WORK REQUIRED
Once the line containing "If you could spot the woman in" is located, give it again exactly, together with each line that follows it to the end of the entries, and add nothing else.

DATASET EXTRACT
^^^^

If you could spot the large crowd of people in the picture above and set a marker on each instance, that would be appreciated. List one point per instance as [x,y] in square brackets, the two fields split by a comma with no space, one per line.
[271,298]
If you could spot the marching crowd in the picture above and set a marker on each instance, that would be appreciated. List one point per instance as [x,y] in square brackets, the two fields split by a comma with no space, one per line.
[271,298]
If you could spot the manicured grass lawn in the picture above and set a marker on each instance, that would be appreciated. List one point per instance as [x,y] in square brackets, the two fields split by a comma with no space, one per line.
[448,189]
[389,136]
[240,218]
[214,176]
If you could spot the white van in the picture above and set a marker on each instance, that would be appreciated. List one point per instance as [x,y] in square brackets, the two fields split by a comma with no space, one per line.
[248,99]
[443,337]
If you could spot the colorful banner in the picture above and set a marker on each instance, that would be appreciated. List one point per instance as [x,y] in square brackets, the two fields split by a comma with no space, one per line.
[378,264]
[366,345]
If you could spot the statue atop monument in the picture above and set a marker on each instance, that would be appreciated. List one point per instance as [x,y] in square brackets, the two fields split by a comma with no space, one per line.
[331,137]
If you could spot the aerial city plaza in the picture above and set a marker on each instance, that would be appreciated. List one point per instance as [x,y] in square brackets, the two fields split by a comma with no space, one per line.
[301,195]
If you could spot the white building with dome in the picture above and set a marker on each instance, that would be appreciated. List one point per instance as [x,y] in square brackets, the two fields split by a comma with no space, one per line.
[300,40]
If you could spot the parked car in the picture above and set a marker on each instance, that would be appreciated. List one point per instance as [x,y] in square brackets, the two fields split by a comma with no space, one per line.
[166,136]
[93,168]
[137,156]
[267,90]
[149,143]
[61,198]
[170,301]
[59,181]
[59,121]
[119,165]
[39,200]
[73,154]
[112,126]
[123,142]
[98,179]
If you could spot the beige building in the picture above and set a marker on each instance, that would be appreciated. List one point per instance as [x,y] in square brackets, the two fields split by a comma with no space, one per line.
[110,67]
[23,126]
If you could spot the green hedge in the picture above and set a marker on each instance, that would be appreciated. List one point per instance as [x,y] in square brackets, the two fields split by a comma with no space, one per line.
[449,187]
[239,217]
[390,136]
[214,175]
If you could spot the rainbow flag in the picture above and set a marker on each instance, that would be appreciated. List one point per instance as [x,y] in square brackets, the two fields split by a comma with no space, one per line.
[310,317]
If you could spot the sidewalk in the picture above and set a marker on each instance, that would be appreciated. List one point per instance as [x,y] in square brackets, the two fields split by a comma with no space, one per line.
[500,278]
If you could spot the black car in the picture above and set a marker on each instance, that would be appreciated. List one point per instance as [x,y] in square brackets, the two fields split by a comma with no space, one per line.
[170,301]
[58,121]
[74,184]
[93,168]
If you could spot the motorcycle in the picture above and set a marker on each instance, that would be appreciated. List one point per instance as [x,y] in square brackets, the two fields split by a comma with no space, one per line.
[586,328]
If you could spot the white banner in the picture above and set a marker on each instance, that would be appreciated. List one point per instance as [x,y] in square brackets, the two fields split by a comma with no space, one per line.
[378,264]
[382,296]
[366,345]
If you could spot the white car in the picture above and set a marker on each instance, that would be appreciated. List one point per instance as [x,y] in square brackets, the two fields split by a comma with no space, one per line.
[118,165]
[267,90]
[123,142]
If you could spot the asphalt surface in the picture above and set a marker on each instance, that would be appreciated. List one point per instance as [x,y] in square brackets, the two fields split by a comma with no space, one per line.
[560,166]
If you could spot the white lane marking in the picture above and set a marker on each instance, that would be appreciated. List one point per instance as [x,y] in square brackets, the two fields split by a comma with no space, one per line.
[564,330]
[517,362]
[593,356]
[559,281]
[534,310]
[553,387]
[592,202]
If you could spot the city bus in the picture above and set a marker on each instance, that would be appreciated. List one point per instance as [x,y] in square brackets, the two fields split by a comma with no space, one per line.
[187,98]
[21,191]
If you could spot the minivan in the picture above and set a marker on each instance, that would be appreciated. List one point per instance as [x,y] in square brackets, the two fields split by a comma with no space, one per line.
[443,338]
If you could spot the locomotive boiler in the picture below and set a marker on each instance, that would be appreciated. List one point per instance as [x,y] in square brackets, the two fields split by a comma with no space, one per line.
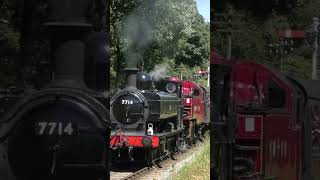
[60,132]
[145,120]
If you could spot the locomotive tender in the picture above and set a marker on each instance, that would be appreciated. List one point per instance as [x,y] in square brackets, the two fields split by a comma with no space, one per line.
[273,134]
[59,132]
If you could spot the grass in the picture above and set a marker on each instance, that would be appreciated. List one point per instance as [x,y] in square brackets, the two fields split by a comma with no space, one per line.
[199,169]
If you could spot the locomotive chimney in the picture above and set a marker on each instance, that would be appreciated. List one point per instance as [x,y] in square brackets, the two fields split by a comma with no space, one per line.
[132,77]
[66,28]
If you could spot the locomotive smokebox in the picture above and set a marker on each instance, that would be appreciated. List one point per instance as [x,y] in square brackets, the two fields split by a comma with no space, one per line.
[69,59]
[68,12]
[132,77]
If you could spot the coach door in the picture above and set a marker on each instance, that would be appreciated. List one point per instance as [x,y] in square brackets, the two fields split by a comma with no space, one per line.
[280,137]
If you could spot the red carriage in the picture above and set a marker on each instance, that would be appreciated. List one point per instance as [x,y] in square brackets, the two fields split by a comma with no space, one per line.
[195,105]
[269,135]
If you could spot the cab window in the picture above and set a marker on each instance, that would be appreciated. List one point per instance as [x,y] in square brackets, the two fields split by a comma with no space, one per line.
[276,95]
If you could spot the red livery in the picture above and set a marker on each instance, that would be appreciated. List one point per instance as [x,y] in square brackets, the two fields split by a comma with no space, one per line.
[263,125]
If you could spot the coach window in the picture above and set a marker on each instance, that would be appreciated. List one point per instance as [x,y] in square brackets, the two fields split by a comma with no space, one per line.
[196,92]
[276,95]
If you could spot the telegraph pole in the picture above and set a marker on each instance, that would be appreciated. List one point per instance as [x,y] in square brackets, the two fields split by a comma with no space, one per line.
[227,23]
[315,52]
[208,81]
[229,35]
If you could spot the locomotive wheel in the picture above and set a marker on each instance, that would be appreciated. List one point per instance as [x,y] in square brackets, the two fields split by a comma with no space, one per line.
[181,144]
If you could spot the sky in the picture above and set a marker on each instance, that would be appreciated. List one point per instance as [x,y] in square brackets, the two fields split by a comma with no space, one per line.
[204,9]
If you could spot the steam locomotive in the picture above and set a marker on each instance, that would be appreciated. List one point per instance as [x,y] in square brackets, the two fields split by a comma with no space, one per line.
[146,122]
[265,125]
[59,132]
[149,118]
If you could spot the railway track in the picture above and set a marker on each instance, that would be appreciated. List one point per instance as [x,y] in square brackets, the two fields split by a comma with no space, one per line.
[168,169]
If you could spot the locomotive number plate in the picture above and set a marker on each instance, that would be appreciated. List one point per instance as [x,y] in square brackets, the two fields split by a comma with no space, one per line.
[54,128]
[127,102]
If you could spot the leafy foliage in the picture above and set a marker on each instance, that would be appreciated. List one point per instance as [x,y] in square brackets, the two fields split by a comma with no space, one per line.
[148,33]
[255,32]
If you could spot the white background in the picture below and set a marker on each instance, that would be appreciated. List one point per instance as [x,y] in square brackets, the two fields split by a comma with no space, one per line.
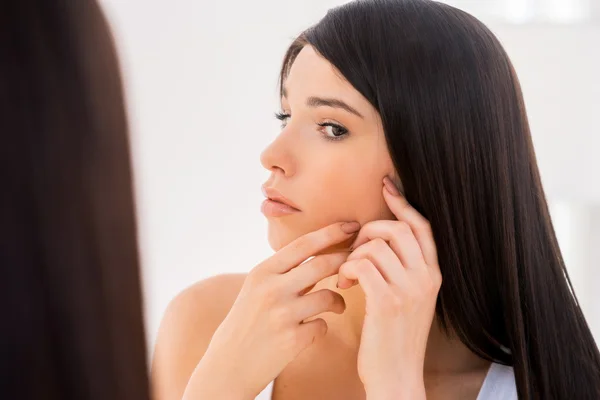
[201,86]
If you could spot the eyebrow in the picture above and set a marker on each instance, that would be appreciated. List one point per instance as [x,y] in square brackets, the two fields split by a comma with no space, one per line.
[314,101]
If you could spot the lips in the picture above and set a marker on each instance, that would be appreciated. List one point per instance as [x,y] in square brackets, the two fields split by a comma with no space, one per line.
[277,205]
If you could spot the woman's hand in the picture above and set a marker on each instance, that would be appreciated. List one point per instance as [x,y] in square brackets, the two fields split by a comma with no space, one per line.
[395,262]
[264,330]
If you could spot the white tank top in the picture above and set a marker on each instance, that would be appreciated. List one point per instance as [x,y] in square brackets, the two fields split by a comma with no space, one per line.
[499,384]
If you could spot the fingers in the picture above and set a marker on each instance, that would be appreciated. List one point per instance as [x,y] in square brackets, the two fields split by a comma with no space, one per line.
[418,224]
[400,238]
[306,275]
[308,245]
[318,302]
[367,275]
[382,256]
[308,332]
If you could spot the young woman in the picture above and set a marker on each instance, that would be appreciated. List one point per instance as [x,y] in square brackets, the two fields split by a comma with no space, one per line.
[70,297]
[405,166]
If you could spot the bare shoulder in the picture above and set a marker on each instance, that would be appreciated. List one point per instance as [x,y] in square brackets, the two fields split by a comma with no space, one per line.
[186,329]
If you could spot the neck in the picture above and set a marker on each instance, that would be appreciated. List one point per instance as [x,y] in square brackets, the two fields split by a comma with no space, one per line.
[445,353]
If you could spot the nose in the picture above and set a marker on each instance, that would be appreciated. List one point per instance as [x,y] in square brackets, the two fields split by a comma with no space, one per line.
[277,157]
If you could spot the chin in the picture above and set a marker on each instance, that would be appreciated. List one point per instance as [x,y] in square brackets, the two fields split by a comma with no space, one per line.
[280,236]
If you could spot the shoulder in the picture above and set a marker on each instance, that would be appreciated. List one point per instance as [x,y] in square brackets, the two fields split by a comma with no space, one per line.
[499,383]
[187,328]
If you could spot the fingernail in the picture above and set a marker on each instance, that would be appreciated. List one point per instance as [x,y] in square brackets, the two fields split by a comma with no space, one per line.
[350,227]
[390,186]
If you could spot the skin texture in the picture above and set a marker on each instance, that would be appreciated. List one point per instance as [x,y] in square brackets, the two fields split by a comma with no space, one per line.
[328,180]
[381,339]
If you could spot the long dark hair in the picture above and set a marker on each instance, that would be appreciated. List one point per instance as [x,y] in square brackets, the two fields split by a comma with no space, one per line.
[457,130]
[70,298]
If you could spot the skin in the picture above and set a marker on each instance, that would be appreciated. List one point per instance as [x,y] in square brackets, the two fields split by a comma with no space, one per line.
[376,336]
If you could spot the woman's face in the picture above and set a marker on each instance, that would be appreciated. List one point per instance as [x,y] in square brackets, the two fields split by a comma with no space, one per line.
[329,159]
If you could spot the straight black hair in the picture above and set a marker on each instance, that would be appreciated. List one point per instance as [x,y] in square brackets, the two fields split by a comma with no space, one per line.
[457,130]
[70,297]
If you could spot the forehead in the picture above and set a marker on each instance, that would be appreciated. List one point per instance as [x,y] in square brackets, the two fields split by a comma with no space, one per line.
[311,75]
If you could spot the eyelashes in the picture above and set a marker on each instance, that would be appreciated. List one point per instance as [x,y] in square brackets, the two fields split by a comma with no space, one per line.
[337,132]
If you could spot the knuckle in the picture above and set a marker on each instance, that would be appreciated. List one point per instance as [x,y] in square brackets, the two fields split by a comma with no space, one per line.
[329,298]
[379,243]
[392,304]
[402,228]
[364,266]
[279,317]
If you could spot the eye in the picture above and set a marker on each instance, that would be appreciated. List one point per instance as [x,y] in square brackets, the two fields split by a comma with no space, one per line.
[283,117]
[333,131]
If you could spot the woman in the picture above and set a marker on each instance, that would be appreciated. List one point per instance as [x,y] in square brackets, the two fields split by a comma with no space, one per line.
[405,120]
[70,298]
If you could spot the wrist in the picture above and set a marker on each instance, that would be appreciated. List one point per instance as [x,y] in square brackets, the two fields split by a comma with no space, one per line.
[397,390]
[214,378]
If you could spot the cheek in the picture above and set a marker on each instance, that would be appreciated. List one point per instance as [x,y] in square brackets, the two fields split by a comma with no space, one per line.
[345,185]
[347,190]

^^^^

WORKED SOLUTION
If you could spot the woman in the picture above and set a marker on each instance, that would be appreciated. List one point per instance as [x,y] in square brackets, the two fields split by a comma with no space, one per line.
[405,120]
[70,298]
If you could spot the wrist in the picture above and set a marker on each instance, that would be appreciated. List one point per instance as [x,y] in square brackets, the two fields split by a comma with no space, one per line.
[397,390]
[214,378]
If you could spot the cheek in the picture above and set a marker on each instance, that would be appreciated. List one point per instance as [x,y] in square brackets, the two fields split by a comma with no space, one per line.
[345,185]
[347,190]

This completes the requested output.